**REQUEST:** Copy out all of the material exactly.

BEGIN MATERIALS PROVIDED

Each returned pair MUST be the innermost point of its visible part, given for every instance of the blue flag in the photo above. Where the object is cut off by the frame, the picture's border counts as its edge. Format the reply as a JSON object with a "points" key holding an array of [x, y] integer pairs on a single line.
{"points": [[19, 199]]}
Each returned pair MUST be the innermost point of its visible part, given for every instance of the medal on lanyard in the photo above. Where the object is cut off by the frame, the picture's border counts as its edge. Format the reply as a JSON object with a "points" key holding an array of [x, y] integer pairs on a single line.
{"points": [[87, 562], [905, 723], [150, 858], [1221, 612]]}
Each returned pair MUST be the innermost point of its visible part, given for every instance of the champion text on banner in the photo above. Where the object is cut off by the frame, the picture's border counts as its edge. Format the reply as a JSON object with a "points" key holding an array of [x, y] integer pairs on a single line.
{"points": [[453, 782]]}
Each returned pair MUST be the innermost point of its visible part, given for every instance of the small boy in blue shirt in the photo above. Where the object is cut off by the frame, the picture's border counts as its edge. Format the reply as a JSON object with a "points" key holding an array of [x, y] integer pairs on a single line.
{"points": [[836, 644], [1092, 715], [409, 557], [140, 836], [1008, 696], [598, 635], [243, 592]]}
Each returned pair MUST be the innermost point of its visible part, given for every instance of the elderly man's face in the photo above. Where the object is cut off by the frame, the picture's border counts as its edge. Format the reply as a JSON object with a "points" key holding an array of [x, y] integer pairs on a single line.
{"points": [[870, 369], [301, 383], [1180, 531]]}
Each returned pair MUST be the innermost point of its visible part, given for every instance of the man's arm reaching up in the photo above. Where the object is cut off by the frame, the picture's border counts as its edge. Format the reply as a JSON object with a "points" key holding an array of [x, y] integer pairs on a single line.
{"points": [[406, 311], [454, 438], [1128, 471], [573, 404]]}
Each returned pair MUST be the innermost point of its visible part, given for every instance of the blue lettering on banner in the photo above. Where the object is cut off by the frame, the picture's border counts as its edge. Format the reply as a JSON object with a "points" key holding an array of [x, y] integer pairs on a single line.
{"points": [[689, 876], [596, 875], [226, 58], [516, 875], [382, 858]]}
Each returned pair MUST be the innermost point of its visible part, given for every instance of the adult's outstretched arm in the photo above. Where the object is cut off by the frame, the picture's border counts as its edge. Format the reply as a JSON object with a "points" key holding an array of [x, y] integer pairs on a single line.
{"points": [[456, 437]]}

END MATERIALS PROVIDED

**RESULT FOR THIS TASK:**
Each returned pair MUST be the innermost point of its visible part, given for every instance of the blue flag in the photo above. Where the object is cut off by the frame, the picture's border counts as its edge. Format the reply as a JSON object with a "points" key holding an array of [x, y] integer pairs on a single line.
{"points": [[19, 199]]}
Each returned pair MUST be the innermost point of its visible part, given for every instance of the medal on lanyard in the photo above. Where the object is cut off by the frame, the picture's border counts as its edge. Format the reply as a JSON object with a "points" key holding an array of [x, y] integer pairs on a single line.
{"points": [[87, 562], [905, 723], [150, 858], [1221, 612]]}
Each returned pair MUST be the innermost point of its visible part, given for every instance of the champion text on banner in the photo above. Where the object is cut off by the frame, the picture's border counts as its edge. Format the reply as a JSON object with a "points" key holding an array of [x, y] integer pairs on a single line.
{"points": [[453, 782]]}
Each returned pair MUST be the innermost point of its visible part, given for every instance of the small boy in blue shirt in the photo above. Where the object is cut off by the frame, the picture's border counts as its edge. Format the reply as a JSON object with a "points" key holding an array of [x, y] integer pairs on a single line.
{"points": [[836, 644], [1092, 715], [409, 557], [140, 836], [1008, 696], [598, 635], [243, 592]]}
Each returned pair MUST be the innermost point of its visible part, given for every instance of the elderly man's face in the photo above. Where the object is cut off by the frame, the picture's border counts as its edge. Format the reply as a JSON object with a "points" key holding an array of [x, y] integer pairs on a single line.
{"points": [[870, 369], [301, 383], [1180, 531]]}
Each returned pair MUST be the innermost point of its visible part, given for every instance of the man's arm reaching up in the photo above. Where the object is cut off by the frame, the picture's border counts as its edge. Format the reply as a JSON object with a "points" key holding an array of [x, y] integer pairs on a single line.
{"points": [[406, 311], [454, 438], [1128, 471], [573, 404]]}
Each returned pair MUST be the innermost point of its visible part, given for every instance of the blue lettering on banner in the photo above. Where the object is cut off by the frame, the picture's border counts as its edge. Format the reply as a JSON object with a "points" key holding an array of [x, y] integer pairs on a single line.
{"points": [[689, 876], [596, 875], [226, 58], [516, 875], [382, 858]]}
Each returned pair MUST be the innermost point of its visible part, given for every instance of the adult's outstretched arm in the photo above. Where the object is cut off by the frame, the picture's border counts as its edge. Format the reply as a JSON object with a "points" key holding an array of [x, y] integer pairs on a single line.
{"points": [[456, 437]]}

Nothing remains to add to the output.